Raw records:
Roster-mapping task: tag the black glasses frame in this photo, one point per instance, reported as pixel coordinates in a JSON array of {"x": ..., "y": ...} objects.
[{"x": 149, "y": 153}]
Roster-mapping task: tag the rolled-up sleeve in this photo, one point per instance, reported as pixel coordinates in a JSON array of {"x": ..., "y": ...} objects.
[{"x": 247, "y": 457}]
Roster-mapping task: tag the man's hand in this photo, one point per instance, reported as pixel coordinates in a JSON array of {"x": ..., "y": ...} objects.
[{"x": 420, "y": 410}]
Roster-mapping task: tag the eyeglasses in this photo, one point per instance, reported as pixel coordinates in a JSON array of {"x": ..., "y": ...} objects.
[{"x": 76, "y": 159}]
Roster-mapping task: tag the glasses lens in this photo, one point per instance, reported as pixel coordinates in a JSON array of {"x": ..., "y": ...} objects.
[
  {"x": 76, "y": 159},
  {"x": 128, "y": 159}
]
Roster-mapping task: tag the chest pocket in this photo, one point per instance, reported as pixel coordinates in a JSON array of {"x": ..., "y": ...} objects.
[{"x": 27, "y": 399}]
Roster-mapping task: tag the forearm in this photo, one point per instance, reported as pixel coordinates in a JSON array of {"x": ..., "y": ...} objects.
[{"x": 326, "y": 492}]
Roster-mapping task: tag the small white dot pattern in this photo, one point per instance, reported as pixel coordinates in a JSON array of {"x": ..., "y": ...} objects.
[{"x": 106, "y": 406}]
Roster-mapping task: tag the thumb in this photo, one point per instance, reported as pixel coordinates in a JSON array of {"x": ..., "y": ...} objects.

(Task description) Reproduce every entry above line by line, without altering any character.

(Solution for this problem)
Roster-mapping task: tag the black glasses frame in this photo, one point per instance, reported as pixel coordinates in a JSON array of {"x": ..., "y": ...} objects.
[{"x": 149, "y": 153}]
Roster-mapping task: tag the rolled-up sleeve in this photo, one point per instance, reported as pixel coordinates in a JSON array of {"x": ..., "y": ...} objects.
[{"x": 247, "y": 457}]
Roster-mapping task: tag the man's hand in this photo, one point per instance, reported as pixel coordinates in a JSON array of {"x": ..., "y": ...} objects.
[{"x": 420, "y": 410}]
Roster-mapping task: tag the eyeglasses in this photo, one point per instance, reported as pixel coordinates in a JSON array of {"x": ..., "y": ...} objects.
[{"x": 76, "y": 159}]
Roster-mapping task: tag the glasses lens in this photo, one point per instance, reported as pixel coordinates in a JSON array of {"x": ..., "y": ...} objects.
[
  {"x": 76, "y": 159},
  {"x": 128, "y": 159}
]
Roster-mapping task: tag the chest pocket in this photo, one point per instance, reported as pixel coordinates in a JSON array of {"x": ..., "y": ...} objects.
[{"x": 27, "y": 399}]
Roster-mapping task: tag the forearm in this photo, one point per instance, reported as pixel coordinates in a JSON array of {"x": ..., "y": ...} objects.
[{"x": 326, "y": 492}]
Roster-mapping task: tag the small white dot pattern in this photo, one point per instance, reported as pixel coordinates in a JSON array of {"x": ..., "y": ...} objects.
[{"x": 106, "y": 406}]
Roster-mapping task: tag the thumb in this photo, one point per instance, reported as pixel coordinates in a JSON array of {"x": ..., "y": ...} objects.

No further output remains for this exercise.